╭──

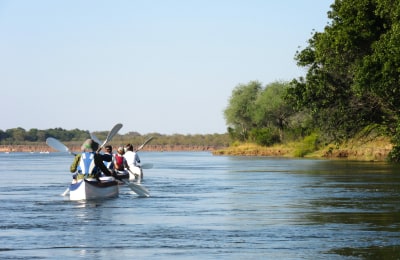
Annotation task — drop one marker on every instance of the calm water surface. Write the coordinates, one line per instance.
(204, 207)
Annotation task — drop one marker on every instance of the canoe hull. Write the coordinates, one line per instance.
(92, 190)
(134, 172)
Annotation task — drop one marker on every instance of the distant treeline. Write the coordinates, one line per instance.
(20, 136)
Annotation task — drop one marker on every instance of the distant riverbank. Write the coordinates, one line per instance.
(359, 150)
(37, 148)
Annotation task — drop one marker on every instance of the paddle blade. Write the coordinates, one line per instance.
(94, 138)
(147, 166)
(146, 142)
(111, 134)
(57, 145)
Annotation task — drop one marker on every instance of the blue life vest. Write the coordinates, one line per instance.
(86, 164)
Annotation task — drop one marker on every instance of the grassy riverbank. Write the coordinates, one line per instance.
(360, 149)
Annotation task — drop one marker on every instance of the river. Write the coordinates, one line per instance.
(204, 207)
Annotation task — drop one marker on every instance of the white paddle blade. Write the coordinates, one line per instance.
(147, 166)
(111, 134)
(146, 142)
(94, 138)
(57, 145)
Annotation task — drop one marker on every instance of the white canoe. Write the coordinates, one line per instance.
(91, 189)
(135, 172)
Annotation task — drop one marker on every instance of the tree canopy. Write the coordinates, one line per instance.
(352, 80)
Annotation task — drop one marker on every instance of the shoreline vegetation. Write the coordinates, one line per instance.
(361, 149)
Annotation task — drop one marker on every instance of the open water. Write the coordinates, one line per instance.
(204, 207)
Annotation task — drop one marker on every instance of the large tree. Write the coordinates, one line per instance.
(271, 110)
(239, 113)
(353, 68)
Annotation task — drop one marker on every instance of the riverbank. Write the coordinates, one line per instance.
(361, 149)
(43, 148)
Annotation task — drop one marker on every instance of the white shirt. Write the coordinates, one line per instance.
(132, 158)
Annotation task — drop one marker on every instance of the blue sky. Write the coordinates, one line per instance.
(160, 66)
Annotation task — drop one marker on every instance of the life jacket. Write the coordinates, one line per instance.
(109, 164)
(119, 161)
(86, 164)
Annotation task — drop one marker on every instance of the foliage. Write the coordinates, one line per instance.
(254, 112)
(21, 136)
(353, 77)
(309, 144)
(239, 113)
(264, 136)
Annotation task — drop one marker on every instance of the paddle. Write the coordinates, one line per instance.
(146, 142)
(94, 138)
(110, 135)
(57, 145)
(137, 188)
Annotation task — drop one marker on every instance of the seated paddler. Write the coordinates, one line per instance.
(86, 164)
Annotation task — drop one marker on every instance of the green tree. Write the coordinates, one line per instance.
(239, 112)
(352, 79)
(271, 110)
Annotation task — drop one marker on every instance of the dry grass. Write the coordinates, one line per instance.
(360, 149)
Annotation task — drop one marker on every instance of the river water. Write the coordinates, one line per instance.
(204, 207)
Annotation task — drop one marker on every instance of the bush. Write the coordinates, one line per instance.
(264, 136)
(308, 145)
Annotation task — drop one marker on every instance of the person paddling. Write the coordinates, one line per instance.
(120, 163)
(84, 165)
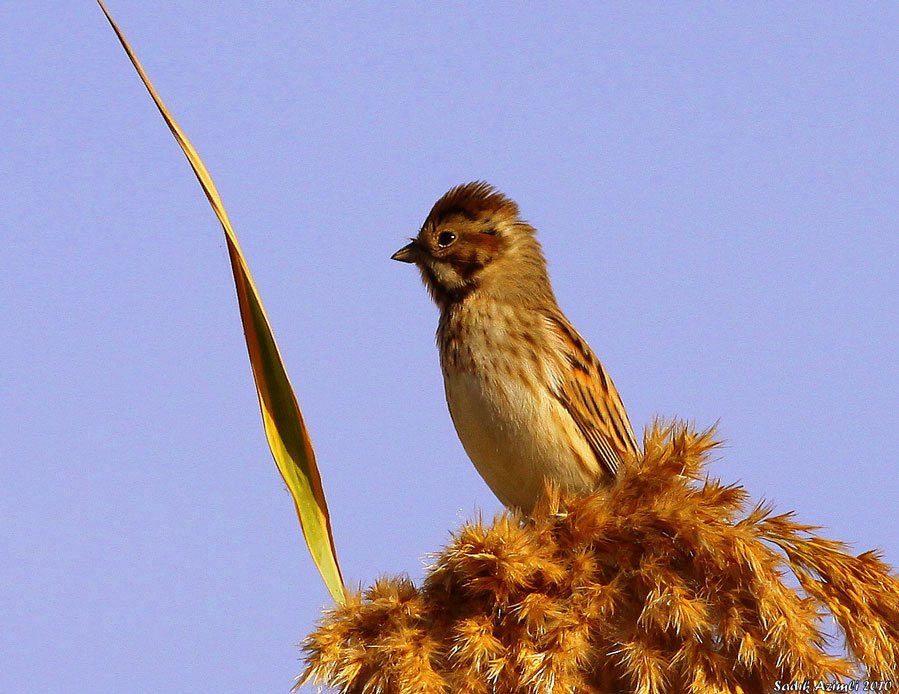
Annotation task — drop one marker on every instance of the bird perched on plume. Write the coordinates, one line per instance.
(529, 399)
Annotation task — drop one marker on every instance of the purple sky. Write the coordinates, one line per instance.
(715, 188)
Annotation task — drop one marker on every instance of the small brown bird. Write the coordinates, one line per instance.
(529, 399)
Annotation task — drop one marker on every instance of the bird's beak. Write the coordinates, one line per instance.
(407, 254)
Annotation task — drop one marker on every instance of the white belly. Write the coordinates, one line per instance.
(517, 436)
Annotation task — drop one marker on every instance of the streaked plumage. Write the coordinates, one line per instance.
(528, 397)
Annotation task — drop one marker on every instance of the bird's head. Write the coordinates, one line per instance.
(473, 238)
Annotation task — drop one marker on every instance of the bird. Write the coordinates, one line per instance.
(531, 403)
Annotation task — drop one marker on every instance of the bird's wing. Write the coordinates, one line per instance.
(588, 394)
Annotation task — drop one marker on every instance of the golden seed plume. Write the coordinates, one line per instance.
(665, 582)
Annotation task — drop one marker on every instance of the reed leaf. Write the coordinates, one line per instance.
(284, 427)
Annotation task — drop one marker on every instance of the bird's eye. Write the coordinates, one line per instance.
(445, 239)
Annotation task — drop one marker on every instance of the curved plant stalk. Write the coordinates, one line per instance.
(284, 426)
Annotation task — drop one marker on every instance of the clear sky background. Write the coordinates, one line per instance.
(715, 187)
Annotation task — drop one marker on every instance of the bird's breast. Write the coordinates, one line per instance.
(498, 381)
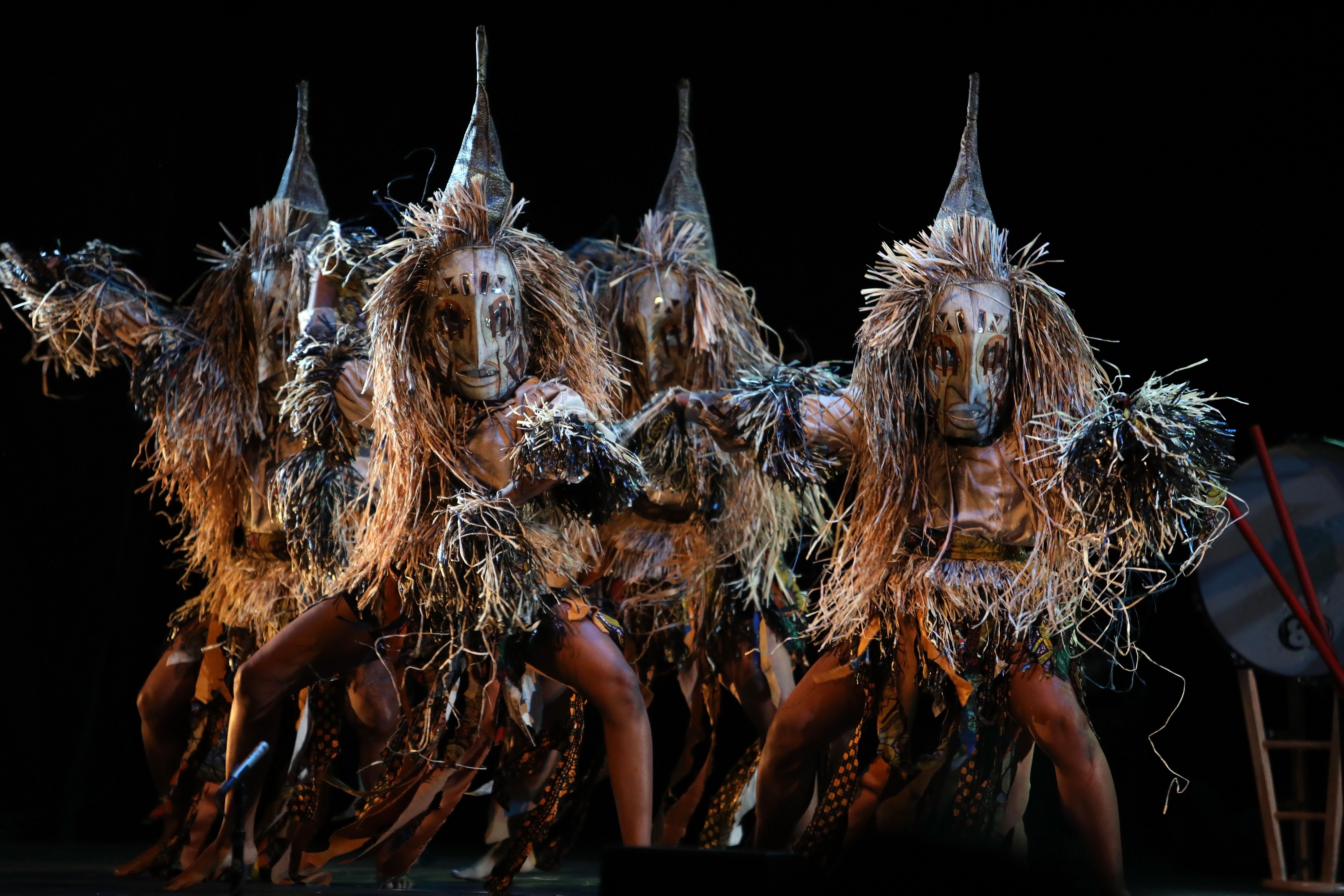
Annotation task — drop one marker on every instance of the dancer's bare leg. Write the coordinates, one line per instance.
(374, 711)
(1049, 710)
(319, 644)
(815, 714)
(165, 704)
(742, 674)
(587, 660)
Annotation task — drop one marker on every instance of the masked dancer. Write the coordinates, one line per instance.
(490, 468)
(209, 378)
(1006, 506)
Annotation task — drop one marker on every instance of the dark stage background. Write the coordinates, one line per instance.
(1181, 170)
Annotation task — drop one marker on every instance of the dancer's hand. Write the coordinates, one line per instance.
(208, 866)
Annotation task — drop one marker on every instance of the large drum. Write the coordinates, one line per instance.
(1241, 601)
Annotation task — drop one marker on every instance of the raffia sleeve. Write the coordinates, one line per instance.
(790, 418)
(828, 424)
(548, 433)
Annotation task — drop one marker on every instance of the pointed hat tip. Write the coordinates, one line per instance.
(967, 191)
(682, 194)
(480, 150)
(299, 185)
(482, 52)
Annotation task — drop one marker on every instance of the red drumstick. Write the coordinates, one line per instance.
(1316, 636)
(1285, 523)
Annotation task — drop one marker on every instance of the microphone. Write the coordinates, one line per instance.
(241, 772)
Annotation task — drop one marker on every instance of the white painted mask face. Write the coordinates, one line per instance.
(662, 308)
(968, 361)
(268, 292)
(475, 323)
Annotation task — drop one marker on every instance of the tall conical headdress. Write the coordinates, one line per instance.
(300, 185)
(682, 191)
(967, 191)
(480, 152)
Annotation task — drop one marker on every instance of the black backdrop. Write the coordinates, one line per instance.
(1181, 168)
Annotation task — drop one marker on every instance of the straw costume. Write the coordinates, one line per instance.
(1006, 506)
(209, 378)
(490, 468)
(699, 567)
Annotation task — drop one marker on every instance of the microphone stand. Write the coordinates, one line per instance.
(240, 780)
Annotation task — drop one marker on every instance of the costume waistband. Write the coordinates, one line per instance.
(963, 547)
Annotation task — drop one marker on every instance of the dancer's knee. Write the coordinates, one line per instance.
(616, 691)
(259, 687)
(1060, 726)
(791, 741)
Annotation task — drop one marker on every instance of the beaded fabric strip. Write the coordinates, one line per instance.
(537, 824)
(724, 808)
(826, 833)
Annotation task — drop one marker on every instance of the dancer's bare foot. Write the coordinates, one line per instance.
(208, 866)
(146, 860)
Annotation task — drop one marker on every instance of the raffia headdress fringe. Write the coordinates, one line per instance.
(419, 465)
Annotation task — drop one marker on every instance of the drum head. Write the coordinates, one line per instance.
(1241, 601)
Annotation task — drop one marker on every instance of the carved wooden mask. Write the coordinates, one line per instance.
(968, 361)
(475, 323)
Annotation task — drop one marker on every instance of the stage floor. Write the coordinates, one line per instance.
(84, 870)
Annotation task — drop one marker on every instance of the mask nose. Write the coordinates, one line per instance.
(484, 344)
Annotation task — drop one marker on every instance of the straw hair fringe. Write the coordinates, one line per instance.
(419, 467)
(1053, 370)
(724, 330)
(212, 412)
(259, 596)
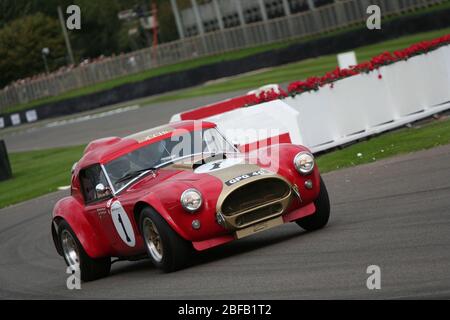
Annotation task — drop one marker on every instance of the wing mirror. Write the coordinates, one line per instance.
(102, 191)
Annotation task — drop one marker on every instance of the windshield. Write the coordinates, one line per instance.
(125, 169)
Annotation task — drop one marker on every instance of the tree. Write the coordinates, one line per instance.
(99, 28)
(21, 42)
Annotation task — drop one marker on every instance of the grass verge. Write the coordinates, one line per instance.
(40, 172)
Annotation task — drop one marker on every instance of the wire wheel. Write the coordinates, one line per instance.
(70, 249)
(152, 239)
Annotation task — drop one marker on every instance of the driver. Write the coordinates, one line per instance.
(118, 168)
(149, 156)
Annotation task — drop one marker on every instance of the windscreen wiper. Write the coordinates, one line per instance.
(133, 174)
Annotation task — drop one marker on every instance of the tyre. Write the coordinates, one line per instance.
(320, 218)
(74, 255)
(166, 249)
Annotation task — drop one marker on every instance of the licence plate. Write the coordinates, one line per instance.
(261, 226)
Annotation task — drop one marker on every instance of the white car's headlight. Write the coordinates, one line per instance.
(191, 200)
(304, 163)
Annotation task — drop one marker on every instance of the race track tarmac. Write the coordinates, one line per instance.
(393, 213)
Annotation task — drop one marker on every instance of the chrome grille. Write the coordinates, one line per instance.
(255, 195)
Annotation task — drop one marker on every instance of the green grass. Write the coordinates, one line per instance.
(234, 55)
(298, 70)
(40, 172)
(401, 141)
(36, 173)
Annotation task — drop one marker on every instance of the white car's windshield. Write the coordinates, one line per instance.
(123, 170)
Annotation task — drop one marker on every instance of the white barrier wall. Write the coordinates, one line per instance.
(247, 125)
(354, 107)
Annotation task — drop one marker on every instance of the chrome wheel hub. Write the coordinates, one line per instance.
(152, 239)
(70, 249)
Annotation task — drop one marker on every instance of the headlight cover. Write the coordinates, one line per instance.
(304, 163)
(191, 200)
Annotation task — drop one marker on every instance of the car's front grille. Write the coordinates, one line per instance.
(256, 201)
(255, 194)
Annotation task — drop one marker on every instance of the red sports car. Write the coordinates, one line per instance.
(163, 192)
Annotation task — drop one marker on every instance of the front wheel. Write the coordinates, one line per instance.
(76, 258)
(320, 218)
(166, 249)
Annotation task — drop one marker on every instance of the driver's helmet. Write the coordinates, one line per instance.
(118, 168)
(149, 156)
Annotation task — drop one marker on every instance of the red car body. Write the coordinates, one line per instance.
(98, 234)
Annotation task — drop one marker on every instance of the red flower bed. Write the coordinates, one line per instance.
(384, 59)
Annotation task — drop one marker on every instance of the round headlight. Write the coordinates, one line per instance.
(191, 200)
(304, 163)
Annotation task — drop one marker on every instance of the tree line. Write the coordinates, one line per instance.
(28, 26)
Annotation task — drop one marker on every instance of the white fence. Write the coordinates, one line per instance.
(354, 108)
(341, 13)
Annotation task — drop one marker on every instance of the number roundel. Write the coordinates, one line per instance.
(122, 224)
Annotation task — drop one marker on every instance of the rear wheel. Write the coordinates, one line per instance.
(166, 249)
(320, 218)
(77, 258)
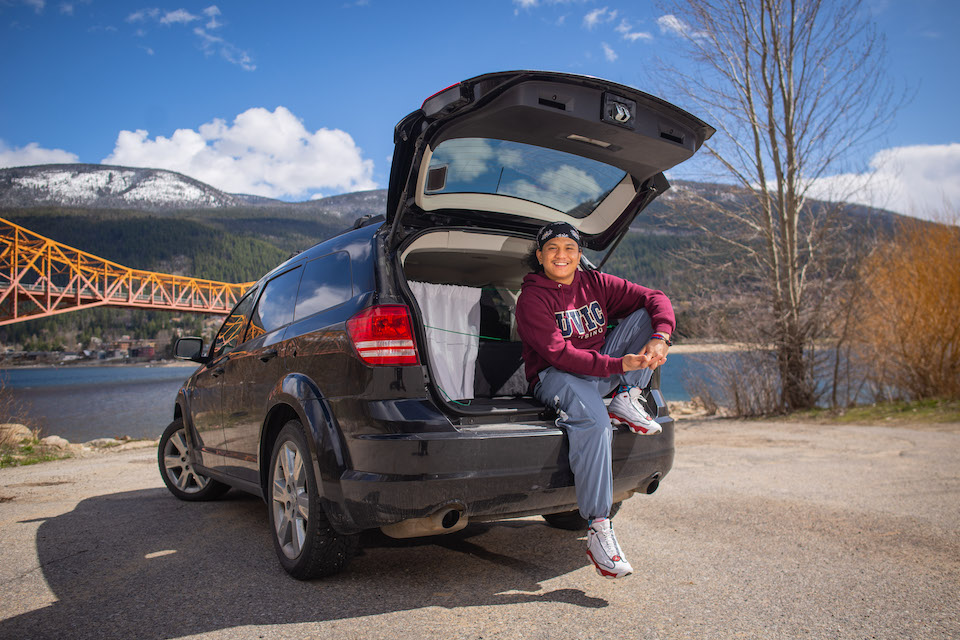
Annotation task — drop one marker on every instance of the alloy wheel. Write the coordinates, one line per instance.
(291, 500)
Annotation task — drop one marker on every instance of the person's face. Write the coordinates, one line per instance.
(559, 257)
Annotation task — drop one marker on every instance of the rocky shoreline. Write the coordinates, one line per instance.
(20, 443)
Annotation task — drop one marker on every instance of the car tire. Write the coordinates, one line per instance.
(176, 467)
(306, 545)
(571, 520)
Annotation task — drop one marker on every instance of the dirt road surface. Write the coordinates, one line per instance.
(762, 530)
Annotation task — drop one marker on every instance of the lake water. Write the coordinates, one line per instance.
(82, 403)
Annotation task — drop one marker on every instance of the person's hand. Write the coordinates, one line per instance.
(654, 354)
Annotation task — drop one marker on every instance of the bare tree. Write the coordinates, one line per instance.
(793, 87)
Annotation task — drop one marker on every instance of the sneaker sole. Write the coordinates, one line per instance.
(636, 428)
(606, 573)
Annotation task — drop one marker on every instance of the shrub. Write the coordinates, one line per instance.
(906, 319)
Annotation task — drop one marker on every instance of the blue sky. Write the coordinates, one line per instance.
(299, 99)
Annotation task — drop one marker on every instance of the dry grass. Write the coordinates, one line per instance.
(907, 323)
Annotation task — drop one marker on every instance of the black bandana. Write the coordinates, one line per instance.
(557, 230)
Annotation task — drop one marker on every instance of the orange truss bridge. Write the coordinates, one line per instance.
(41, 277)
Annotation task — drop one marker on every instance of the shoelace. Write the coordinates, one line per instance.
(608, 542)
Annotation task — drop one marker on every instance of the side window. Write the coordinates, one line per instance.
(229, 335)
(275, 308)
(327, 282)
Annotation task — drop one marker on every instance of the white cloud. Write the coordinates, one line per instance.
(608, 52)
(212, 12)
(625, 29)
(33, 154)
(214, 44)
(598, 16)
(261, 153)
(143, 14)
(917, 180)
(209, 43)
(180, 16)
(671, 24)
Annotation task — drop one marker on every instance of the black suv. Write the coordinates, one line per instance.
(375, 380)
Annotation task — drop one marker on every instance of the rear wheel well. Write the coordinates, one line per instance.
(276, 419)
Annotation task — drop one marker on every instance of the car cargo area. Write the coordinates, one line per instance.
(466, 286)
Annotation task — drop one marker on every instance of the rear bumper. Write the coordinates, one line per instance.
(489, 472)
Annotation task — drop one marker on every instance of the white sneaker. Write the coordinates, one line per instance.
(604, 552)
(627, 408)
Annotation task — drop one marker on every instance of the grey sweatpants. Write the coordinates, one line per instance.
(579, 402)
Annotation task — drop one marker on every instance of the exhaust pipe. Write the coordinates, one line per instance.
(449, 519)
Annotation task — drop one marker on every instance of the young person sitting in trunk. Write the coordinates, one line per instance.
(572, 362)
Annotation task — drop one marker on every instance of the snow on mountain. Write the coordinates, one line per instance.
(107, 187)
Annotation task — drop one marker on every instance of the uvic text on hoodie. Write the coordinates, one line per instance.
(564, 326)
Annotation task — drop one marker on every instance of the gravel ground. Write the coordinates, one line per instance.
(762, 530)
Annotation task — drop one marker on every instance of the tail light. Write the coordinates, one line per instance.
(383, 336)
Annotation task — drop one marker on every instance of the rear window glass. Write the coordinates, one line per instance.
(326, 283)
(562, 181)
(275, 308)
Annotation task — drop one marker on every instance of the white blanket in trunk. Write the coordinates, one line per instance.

╰──

Set down, unchanged, the line that contains "hoodie. Write the coordinates, one line per instance." together with every later line in the records, through the last one.

Result for this exercise —
Annotation task — drop one marker on every instance of the uvic text on hoodie. Write the coordinates, one line per instance.
(564, 326)
Annotation task — drop one marker on every instance of the gravel ground. Write the coordinates, one line per instance.
(762, 530)
Annotation task — drop one marker on every instance of the tail light. Write the coordinates, one line per instance.
(383, 336)
Annotation task — drop one marker on every instance of the rear window glass. Write the coordinates, one line per instance.
(326, 283)
(562, 181)
(275, 308)
Annotation task — drop one marker on every instance of the white blanket in trunk. Write the coordinates, one line per instance.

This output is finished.